• _Excerpted text_:
/---

The film is said to be the first film to contain images taken within Bagram Air Base.

For those of us who feel that part of winning the vast majority of worldwide moderate Muslims over to a situation of tolerance and respect for Western peoples and governments requires that innocent civilians be treated with utmost respect and care, even in areas where terrorist militants have operations, this is one of those films that shows why it is going to take years of work by the next few American government leaders to undo the damage that was done in the Bush Administration.

Sunday, January 20, 2008

The Tyranny of America's Great Expectations

On January 8th, the Wall Street Journal's Bret Stephens wrote a piece about American politics and how we look at Iraq. He cites cases of "the perfect becoming the enemy of the good", something that also troubles me.

While the op-ed is somewhat oversimplified, I was taken by these two paragraphs towards the end of the piece:

There is great virtue in the American way, which expects CEOs to perform on a quarterly basis, presidents and Congresses to reinvent politics in 100 days, generals to wipe out opponents in 100 hours without taking significant casualties, doctors to save life and limb every time, search engines to yield a million results in less than a second, and so on. There is also great virtue in the belief that what is bad can be made good, and that what is good can be made great, and that what is fractionally less than great is downright awful.

But these virtues can spawn vices. One is impatience. Another is a culture of chronic complaint. A third is the belief that every problem has a solution, that trial is possible without error, that risks must always be zero, that every inconvenience is an outrage, every setback a disaster and every mishap a plausible basis for a lawsuit.

Film: Helvetica: A Documentary Film (Gary Hustwit, Swiss Dots, 2007)

Quite an interesting documentary about visual culture has been made by Gary Hustwit. See Helvetica: A Documentary Film website.

Film: HotHouse by Shimon Doton (86 min, 2006)

  

Media That Matters' David Courier writes:

Nearly 10,000 Palestinians are incarcerated in Israel today. Most Israelis regard these "security prisoners" as murderers and criminals. To the Palestinians, however, they are freedom fighters, heroes, and martyrs in the making. Granted extraordinary access to the highest-security institutions, renowned filmmaker Shimon Dotan uncovers a startling truth: Israeli prisons have become a breeding ground for the next generation of Palestinian leaders and a hotbed for terrorist plots.

\---

• _Extracted information_:
/---

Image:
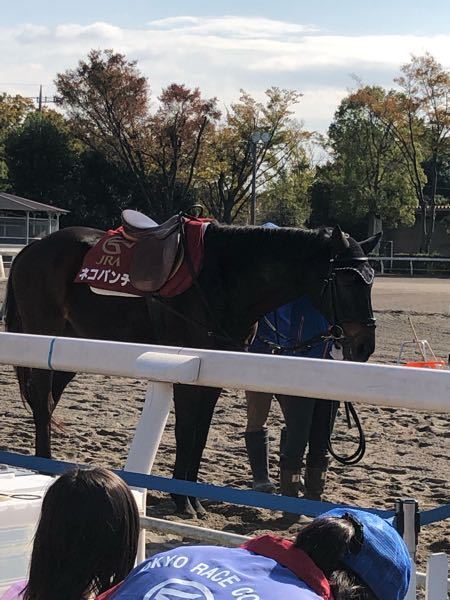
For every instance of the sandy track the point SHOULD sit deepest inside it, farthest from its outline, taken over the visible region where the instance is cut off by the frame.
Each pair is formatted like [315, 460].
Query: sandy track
[407, 455]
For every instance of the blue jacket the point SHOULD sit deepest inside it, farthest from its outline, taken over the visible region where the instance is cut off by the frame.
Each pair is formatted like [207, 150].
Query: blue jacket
[290, 325]
[216, 573]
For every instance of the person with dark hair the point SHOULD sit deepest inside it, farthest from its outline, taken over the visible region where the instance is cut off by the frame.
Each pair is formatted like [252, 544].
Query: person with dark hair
[86, 539]
[345, 554]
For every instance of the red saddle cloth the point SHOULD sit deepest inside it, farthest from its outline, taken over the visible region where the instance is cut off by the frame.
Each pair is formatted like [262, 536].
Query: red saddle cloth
[106, 266]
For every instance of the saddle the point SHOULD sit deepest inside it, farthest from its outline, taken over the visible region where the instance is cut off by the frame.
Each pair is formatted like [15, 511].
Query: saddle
[159, 251]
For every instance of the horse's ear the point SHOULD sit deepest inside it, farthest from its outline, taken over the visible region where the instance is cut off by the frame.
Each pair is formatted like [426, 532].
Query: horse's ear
[339, 241]
[371, 243]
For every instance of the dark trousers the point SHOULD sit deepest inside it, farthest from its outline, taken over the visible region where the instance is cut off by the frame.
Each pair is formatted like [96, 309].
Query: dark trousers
[309, 423]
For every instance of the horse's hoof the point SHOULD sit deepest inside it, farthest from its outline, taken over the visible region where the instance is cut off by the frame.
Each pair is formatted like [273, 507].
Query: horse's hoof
[199, 508]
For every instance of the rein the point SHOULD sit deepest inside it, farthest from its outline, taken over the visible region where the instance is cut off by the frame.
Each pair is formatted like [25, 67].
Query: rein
[335, 333]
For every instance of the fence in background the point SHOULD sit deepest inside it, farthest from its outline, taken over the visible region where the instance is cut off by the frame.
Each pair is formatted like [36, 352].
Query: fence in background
[163, 366]
[389, 264]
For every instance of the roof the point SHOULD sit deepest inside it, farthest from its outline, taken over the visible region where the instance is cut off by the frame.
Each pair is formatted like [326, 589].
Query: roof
[11, 202]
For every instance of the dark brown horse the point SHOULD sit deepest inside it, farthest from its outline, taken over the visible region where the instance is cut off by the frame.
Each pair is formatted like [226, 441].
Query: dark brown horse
[247, 272]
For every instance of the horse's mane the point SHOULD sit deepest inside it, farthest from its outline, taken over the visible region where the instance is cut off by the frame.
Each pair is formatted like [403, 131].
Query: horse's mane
[238, 237]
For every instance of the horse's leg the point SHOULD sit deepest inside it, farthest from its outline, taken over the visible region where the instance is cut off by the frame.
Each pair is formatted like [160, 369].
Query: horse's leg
[41, 388]
[194, 407]
[36, 390]
[205, 412]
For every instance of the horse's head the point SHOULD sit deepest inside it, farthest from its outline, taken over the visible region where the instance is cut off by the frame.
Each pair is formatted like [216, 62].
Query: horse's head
[345, 294]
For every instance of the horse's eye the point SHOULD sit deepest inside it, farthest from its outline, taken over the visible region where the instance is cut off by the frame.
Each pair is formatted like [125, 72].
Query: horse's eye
[347, 278]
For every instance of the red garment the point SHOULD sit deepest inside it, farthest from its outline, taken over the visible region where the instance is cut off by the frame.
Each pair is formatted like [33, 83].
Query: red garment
[108, 593]
[284, 553]
[294, 559]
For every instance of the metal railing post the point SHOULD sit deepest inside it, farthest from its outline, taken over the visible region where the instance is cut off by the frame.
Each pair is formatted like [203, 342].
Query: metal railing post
[407, 522]
[436, 586]
[145, 444]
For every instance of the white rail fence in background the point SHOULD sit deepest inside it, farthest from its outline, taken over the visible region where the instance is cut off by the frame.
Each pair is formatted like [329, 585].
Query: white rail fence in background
[12, 252]
[381, 385]
[411, 260]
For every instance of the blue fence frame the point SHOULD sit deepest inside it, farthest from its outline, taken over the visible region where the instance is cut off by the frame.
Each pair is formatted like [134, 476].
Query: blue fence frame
[310, 508]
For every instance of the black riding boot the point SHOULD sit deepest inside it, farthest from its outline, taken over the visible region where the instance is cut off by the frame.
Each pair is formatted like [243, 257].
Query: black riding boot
[291, 482]
[315, 476]
[257, 444]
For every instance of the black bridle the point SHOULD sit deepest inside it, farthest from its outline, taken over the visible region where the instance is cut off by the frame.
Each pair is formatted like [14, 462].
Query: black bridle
[329, 295]
[331, 305]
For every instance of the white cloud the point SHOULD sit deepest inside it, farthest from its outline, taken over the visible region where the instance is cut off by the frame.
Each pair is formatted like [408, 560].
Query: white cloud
[220, 55]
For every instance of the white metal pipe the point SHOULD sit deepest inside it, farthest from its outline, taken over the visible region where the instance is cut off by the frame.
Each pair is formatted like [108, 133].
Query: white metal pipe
[409, 508]
[150, 428]
[147, 438]
[381, 385]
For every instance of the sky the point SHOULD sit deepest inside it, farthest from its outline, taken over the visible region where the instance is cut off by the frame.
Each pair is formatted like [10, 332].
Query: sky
[317, 48]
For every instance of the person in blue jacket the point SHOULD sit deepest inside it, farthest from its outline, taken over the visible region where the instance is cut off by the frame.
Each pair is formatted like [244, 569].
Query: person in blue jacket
[308, 421]
[343, 554]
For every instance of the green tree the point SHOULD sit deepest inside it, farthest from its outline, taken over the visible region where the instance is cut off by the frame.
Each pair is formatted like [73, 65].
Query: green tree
[286, 200]
[367, 177]
[106, 101]
[227, 172]
[426, 85]
[13, 110]
[41, 156]
[178, 130]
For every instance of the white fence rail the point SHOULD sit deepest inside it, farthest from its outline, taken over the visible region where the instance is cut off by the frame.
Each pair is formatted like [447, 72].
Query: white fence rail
[5, 251]
[381, 385]
[411, 260]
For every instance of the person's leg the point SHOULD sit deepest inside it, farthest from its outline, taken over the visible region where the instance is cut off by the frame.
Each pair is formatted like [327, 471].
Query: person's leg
[297, 413]
[257, 439]
[317, 460]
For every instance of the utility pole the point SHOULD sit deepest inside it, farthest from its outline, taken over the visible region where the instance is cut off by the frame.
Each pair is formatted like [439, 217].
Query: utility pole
[40, 99]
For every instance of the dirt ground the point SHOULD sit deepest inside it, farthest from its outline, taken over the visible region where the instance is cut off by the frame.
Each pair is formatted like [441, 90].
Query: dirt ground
[407, 451]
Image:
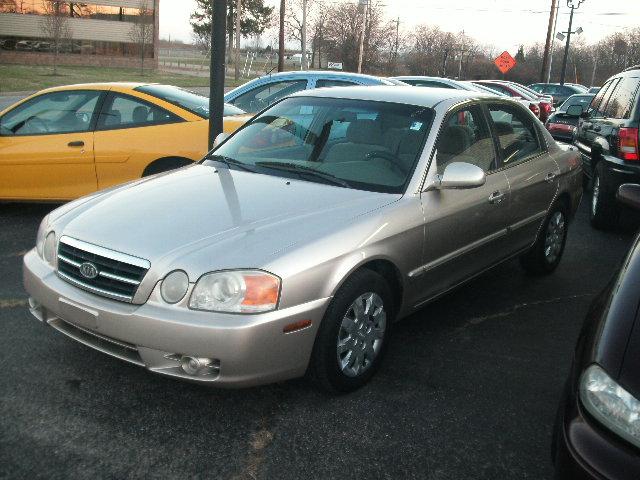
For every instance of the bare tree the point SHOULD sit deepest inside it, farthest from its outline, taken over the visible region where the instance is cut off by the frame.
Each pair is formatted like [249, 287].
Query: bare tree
[142, 30]
[55, 26]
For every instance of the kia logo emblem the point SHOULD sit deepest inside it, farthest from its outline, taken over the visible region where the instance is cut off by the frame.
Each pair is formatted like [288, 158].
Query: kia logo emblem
[88, 270]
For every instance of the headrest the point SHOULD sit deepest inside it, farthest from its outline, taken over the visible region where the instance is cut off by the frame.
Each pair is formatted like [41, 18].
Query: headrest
[140, 114]
[453, 140]
[364, 131]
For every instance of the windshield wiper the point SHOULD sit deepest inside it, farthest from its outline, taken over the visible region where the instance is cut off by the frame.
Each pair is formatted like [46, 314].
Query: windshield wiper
[302, 170]
[228, 161]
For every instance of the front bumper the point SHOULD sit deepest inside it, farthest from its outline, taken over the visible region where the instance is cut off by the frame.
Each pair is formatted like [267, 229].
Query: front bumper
[586, 450]
[247, 349]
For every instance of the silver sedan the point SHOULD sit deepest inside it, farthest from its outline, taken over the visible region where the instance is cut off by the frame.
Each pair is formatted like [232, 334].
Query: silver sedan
[295, 245]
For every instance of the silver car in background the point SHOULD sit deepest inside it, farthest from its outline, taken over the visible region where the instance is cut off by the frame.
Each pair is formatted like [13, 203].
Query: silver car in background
[299, 240]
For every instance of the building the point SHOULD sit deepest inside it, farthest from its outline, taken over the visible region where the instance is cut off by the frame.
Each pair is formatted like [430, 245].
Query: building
[101, 32]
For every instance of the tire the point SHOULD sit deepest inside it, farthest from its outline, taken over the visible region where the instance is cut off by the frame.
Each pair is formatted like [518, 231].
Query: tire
[545, 255]
[164, 165]
[603, 211]
[364, 337]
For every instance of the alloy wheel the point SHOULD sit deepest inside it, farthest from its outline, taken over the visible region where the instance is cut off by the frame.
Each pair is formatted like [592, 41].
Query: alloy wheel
[361, 334]
[554, 237]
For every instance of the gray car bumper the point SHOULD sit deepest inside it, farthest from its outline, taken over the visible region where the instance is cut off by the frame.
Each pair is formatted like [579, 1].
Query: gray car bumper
[247, 349]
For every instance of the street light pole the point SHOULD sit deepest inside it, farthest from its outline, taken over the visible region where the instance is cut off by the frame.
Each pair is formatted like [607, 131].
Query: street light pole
[571, 4]
[217, 67]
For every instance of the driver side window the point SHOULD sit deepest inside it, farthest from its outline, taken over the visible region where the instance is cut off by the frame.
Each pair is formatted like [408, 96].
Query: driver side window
[261, 97]
[56, 112]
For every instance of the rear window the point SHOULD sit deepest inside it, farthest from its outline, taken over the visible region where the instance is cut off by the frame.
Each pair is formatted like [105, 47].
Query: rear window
[622, 99]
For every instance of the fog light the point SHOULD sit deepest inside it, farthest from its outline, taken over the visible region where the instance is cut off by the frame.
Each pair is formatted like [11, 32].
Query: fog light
[195, 365]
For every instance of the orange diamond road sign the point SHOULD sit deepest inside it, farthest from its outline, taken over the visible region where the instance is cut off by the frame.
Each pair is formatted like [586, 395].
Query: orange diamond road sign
[505, 62]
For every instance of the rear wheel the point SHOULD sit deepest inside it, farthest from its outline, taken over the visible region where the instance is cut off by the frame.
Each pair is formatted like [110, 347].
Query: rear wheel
[546, 253]
[354, 333]
[604, 212]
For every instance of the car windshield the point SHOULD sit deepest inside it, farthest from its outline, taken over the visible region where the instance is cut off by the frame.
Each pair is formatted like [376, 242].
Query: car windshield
[582, 100]
[190, 101]
[360, 144]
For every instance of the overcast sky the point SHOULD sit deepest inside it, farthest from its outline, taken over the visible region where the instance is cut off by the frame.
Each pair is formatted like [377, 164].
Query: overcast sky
[502, 23]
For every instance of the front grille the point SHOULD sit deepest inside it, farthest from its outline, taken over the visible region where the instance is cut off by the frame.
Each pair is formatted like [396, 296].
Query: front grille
[118, 275]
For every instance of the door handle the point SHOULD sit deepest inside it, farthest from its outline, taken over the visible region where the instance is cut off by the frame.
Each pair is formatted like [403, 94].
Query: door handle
[496, 197]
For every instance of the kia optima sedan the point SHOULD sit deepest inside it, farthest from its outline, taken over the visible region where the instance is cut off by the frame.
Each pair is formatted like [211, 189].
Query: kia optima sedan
[297, 242]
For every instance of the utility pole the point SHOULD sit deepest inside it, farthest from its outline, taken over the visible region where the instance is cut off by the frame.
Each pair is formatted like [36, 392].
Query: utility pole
[546, 66]
[237, 52]
[216, 69]
[553, 44]
[571, 4]
[303, 59]
[395, 55]
[281, 38]
[363, 5]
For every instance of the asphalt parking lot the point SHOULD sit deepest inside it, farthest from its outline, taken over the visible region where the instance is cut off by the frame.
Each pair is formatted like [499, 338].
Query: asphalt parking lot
[468, 390]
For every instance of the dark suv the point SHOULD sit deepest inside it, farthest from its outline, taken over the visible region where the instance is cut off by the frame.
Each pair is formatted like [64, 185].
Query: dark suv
[607, 137]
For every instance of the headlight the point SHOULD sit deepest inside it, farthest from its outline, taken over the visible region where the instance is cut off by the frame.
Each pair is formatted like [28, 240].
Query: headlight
[174, 286]
[44, 224]
[241, 291]
[610, 404]
[49, 249]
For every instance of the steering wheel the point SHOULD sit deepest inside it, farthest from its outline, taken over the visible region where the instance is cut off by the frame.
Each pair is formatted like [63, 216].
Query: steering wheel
[389, 157]
[37, 125]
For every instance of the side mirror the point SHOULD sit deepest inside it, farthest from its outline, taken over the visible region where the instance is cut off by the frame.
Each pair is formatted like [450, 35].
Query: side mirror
[629, 195]
[574, 111]
[459, 175]
[220, 138]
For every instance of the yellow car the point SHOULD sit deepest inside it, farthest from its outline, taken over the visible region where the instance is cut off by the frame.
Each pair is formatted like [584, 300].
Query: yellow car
[64, 142]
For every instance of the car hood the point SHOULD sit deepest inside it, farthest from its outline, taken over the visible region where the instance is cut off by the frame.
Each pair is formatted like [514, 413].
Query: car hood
[230, 217]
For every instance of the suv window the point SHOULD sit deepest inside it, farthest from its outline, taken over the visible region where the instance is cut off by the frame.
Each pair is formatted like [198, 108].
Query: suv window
[334, 83]
[621, 100]
[264, 95]
[124, 111]
[57, 112]
[516, 134]
[597, 100]
[466, 138]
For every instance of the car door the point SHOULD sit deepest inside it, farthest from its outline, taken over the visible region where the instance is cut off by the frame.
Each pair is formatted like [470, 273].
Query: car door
[131, 133]
[590, 126]
[267, 94]
[465, 230]
[46, 146]
[532, 173]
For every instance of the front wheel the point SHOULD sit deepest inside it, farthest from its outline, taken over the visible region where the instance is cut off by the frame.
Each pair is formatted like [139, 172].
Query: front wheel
[545, 255]
[354, 333]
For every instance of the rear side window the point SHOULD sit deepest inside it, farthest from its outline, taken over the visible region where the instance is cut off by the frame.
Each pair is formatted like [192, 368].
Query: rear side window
[334, 83]
[516, 133]
[124, 111]
[621, 101]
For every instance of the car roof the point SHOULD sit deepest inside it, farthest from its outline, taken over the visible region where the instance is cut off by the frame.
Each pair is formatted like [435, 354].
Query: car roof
[96, 86]
[425, 97]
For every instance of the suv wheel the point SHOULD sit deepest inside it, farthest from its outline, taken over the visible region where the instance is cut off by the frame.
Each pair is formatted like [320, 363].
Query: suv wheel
[354, 333]
[545, 255]
[604, 212]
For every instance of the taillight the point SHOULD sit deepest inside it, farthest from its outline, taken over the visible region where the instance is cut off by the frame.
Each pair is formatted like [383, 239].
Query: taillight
[628, 148]
[535, 109]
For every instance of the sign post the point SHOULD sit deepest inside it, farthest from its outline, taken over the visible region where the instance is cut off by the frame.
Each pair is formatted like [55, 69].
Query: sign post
[505, 62]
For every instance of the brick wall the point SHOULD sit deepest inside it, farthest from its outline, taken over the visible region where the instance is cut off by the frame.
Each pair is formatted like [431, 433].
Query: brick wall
[41, 58]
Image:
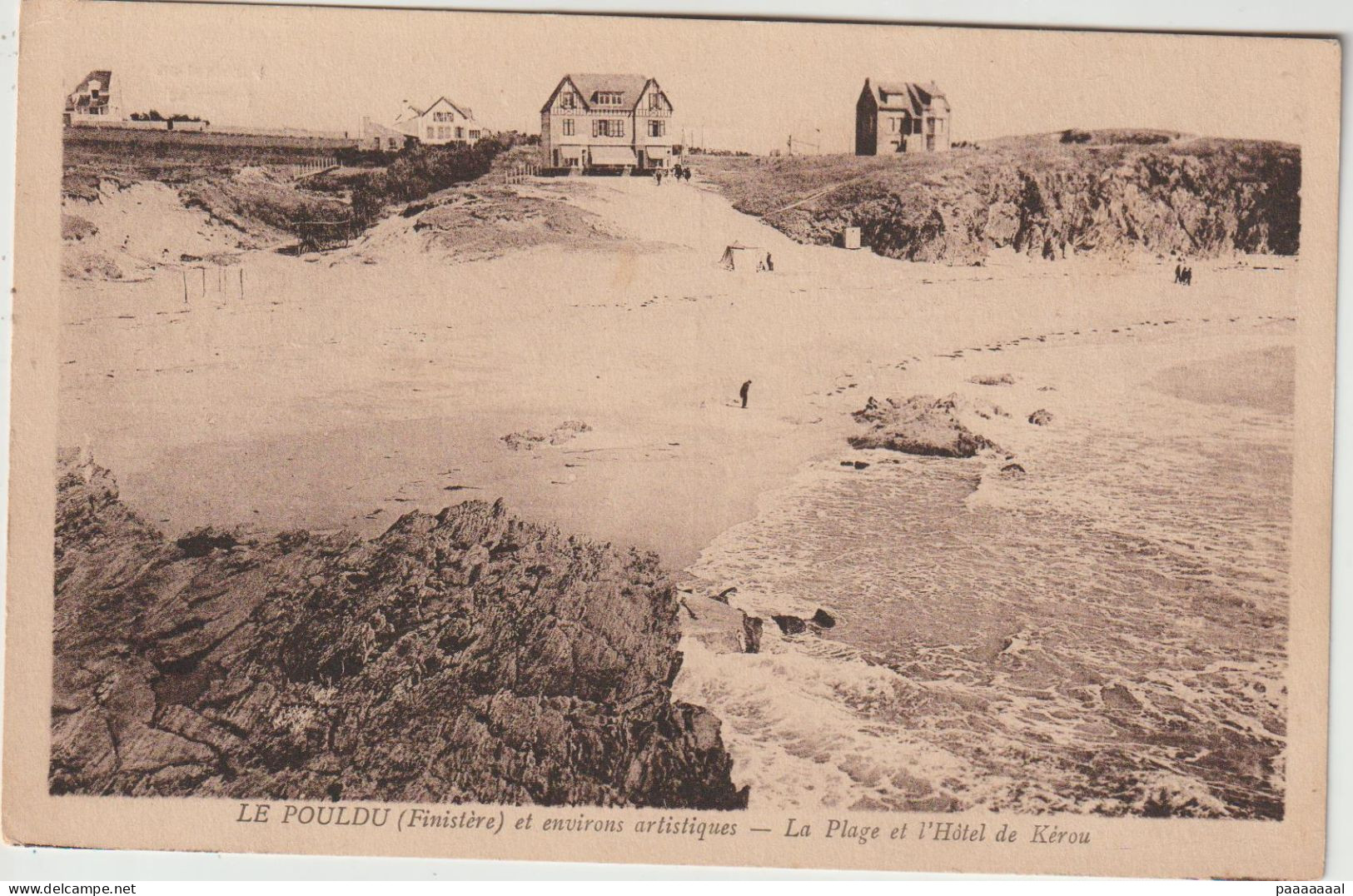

\---

• _Problems to solve_:
a) In the blog excerpt about films and politics, how many Palestinians does David Courier say are incarcerated in Israel today?
b) Please continue the blog excerpt about films and politics, starting after its last sentence.

• _Answers for this exercise_:
a) Nearly 10,000.

b)
Dotan focuses his camera on everyday prison life. What emerges is a surprising glimpse of the prisoners as informed thinkers who are immersed in the details of the centuries-old conflict through newspapers and television. Dotan interviews inmates who are committed to negotiations as well as others who are shockingly unrepentant about their participation in suicide bombings. The cold-blooded testimony of a female Hamas leader, proudly serving 16 life sentences for blowing up a Sbarro restaurant in Jerusalem, is perhaps the most chilling.

Israel's prisons have evolved into virtual incubators for Palestinian nationalism, strengthening inmates' ideology and forging a political force that impacts far beyond their walls. Eschewing the simplistic "white hat, black hat" mentality that dominates discussions of terrorism today, Dotan's brilliantly constructed, disturbingly provocative film is both a humanizing force and an alarming wake-up call.

For more information about this amazing documentary, see First Run Icarus Films HotHouse page.

Film: Mapping Stem Cell Research: Terra Incognita (Maria Finitzo, ITVS, 2007)



Maria Finitzo has made, and PBS Independent Lens television series has aired, a beautiful and brilliant story about people involved in fundamental medical research. The film is called Mapping Stem Cell Research: Terra Incognita and the central character is Northwestern University Neurologist Dr. Jack Kessler, but what makes this such a strong film is how the story is told from the point of view of 10 individuals.



Information about this extraordinary film is at Independent Lens' Mapping Stem Cell Research: Terra Ingcognita website.